*** Text section Section Begins ***
The United States is witnessing aggravated cases of foodborne illnesses. Infections are estimated at around 48 million annually, 120,000 of whom require hospitalization, while 3,000 people die from this illness. In the same context, one out of every six Americans gets food poisoning annually. Given the scale and gravity of this situation, a solution was necessary to fight foodborne illnesses.
Las Vegas health department was among the first entities to tackle this challenge. The city collaborated with the University of Rochester and the National Science Foundation to develop nEmesis app, which relies on natural language processing and artificial intelligence. This app, launched in 2016, helps health departments collect food poisoning-related social media posts. The app's mechanism links tweets and restaurant pages by using geotagging and identifying likely food poisoning hot spots. On another note, the app can also be used to detect other health conditions in different areas for controlling mosquitoes or rating a doctor's visit.
The first phase of the project focused on preparing location-based epidemiology. This step improved the city's restaurant inspection protocols, mainly because health departments in Las Vegas and other cities typically use a random selection system for inspections. nEmesis employs smart algorithms to identify possible sites of infection during the three-month experimental phase. The app was originally designed to analyze 4 million tweets through deep learning algorithms trained to recognize keywords associated with a foodborne illness, such as the phrase "I feel nauseous."
*** Text section Section Ends ***
*** Stored data Section Begins ***
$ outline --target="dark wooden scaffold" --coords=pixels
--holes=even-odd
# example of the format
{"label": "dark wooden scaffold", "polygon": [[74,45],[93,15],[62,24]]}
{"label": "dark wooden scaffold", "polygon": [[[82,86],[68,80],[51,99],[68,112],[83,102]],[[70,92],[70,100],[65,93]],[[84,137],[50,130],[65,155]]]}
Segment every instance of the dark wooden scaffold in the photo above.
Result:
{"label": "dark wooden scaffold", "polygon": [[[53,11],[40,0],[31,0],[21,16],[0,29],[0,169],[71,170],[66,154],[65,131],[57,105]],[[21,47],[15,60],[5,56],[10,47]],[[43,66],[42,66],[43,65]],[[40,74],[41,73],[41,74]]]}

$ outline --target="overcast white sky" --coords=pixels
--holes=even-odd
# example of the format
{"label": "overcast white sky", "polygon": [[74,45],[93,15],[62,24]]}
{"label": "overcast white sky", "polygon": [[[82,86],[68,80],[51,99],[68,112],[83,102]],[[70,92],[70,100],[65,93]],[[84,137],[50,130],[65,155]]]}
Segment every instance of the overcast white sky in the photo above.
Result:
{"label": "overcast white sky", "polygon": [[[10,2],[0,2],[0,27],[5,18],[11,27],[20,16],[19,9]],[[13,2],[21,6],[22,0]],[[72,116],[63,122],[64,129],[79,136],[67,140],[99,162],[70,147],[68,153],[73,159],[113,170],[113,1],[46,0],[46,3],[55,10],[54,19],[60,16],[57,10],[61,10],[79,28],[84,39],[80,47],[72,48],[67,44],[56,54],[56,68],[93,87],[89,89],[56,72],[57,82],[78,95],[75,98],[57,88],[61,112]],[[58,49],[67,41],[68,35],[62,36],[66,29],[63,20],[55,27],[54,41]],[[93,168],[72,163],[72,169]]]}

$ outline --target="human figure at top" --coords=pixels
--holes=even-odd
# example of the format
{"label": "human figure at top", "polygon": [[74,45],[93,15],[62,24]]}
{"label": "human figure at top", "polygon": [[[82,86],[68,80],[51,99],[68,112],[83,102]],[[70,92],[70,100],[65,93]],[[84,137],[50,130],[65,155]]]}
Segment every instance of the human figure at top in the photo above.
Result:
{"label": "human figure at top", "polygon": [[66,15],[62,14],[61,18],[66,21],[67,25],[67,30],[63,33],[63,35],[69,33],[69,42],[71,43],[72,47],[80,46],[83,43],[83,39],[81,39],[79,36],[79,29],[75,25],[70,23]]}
*** Stored data Section Ends ***
• [What you are asked to do]: List every figure the text on the nEmesis food poisoning app gives for the yearly toll of foodborne illness in the United States, with what each figure counts.

• [Result below]:
- About 48 million infections each year
- 120,000 people who require hospitalization
- 3,000 people who die from the illness
- One out of every six Americans who gets food poisoning each year